===== Page text =====

The Conundrum of PET/MR.

The concept of hybrid imaging holds an important value in the modern day medical care as a single scan provides combined functional and anatomical information. Single procedure multimodality acquisition and processing shortens the investigation time, adds the value of different diagnostic systems, and increases the clinical efficiency. Positron Emission Tomography/Computed Tomography (PET/CT) scan has become the hallmark of fusion imaging by combining additional metabolic information of PET to the anatomic detail of CT, and has become the imaging modality of choice in oncology.

The enormous success of PET/CT in clinical practice stimulated the need and research of further hi-tech hybrid medical technologies including PET/MR. Initially, PET and MR data were fused retrospectively with limited success, mainly restricted to brain PET/MR fusion. Subsequently, spatially separated PET and MR scanners connected by moving patient table were used. But the long examination time and misalignment complicated the earlier fusion technologies.

The feasibility of the concept of integration of PET and magnetic resonance imaging (MRI) technology was made possible by replacement of the conventional photomultipliers with avalanche photodiodes which are compatible in strong magnetic fields of 3-T MRI scanner. The new MR Dixon sequence that estimates distribution of four tissue types (fat, soft tissue, lungs, and background/air) was used for calculation of attenuation correction by derivation of presumed radiodensity, and at the same time was used for anatomical allocation also because of short acquisition time. The whole body coils as well as other equipments have been redesigned for PET/MR in order to minimize their attenuation. These technological advances helped in incorporating a fully functional PET scanner inside the MRI gantry and fixing the fully functional PET scanner inside the MRI gantry and contemporaneous scanning.

There are only few hi-tech, new breed, fully integrated PET/MR scanners in the world. Recently, we read an interesting article regarding the clinical experience with Integrated Whole Body PET/MR (installed in November 2010) in comparison to the established PET/CT in oncologic diagnoses based on a study conducted in Technische Universitat Munchen, Munich, Germany.[1] The main aim of the study was to evaluate the clinical acceptability of PET/MR by correlating the quality and quantity parameters such as lesion detection, quality of images, alignment in hybrid imaging, and SUV measurements.

===== Provided material =====

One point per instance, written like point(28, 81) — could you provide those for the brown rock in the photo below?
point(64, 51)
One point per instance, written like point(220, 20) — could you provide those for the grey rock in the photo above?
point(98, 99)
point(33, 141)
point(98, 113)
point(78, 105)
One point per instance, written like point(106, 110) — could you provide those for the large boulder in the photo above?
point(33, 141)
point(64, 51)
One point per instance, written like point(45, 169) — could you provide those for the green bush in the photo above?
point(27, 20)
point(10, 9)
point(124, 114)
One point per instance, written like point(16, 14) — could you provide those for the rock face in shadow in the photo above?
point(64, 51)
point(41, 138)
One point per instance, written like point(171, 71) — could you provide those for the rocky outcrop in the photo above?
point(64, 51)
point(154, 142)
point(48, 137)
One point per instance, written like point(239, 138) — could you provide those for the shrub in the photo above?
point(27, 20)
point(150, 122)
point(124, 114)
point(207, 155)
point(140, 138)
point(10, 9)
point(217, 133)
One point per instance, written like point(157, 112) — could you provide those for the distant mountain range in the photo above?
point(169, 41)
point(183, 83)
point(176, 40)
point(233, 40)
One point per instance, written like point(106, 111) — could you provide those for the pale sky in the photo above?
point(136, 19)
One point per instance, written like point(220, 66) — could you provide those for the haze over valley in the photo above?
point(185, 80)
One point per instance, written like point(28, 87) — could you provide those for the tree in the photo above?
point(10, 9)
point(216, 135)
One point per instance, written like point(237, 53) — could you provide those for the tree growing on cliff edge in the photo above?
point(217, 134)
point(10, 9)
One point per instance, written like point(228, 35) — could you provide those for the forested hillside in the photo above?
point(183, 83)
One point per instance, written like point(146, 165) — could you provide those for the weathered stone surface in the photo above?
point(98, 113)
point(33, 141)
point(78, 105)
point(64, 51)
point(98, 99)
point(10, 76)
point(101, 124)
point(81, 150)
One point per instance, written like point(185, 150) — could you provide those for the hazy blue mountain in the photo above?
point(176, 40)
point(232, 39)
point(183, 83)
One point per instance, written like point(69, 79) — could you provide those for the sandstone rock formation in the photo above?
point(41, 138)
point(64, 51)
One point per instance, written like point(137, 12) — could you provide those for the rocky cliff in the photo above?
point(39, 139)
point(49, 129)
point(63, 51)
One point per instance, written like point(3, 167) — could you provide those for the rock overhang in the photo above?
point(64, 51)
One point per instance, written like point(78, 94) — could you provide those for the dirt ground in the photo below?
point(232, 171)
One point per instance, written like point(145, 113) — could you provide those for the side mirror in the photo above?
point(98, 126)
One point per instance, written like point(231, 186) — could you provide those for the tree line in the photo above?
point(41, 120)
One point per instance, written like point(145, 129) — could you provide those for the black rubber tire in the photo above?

=====

**Exercise 1:** List the four tissue types whose distribution the MR Dixon sequence estimates, according to the PET/MR text.
**Exercise 2:** Continue the PET/MR text from its last sentence.

**Answer area 1:** fat, soft tissue, lungs, background/air

**Answer area 2:**
There was no additional dose of radioactivity as the PET/MR (~140 min after injection) was done after the PET/CT scan (~86 min after injection) with single injection of tracer (~401 MBq of 18F-FDG). It was a prospective study that included 32 patients consecutively, having variable oncologic diagnoses with a clinical indication of PET/CT scan, excluding pregnancy, patients below 18 years, and those with contraindications for MRI. The study was well designed with formation of two reporting teams, each containing one nuclear medicine physician and one radiologist. Every team studied only PET/CT or PET/MRI of any patient to avoid the potential bias, and concordant conclusions regarding the lesions were made followed by qualitative and quantitative analyses.

According to the study, overall, the detectability of the lesions and subjective rating of quality of images are comparable between PET/CT and PET/MR with no statistical difference. The image quality, contrast, and alignment between PET/CT and PET/MR are comparable with a significant correlation in the ratings of lesion contrast. Thus, MR Dixon sequence proved its utility for both attenuation correction and anatomical allocation. These results allay the fear in our mind about the performance of PET/MR.[2-4]

But there was significant difference in the SUV-based evaluation between two modalities. The SUV values (mean and maximum) of PET/CT are higher than those of PET/MR for both lesions (by ~9.4%) and background (by ~22.6%). In PET/MR, there is more decrease in SUV of background in relation to SUV of lesion, hence the lesion-background ratio is higher, which means higher quantitative lesion contrast compared to PET/CT. Despite the absolute difference between SUVs, there is strong correlation between uptake values in PET/CT and PET/MR in suspicious lesions, so PET/MR is suitable for quantitative evaluation in longitudinal studies.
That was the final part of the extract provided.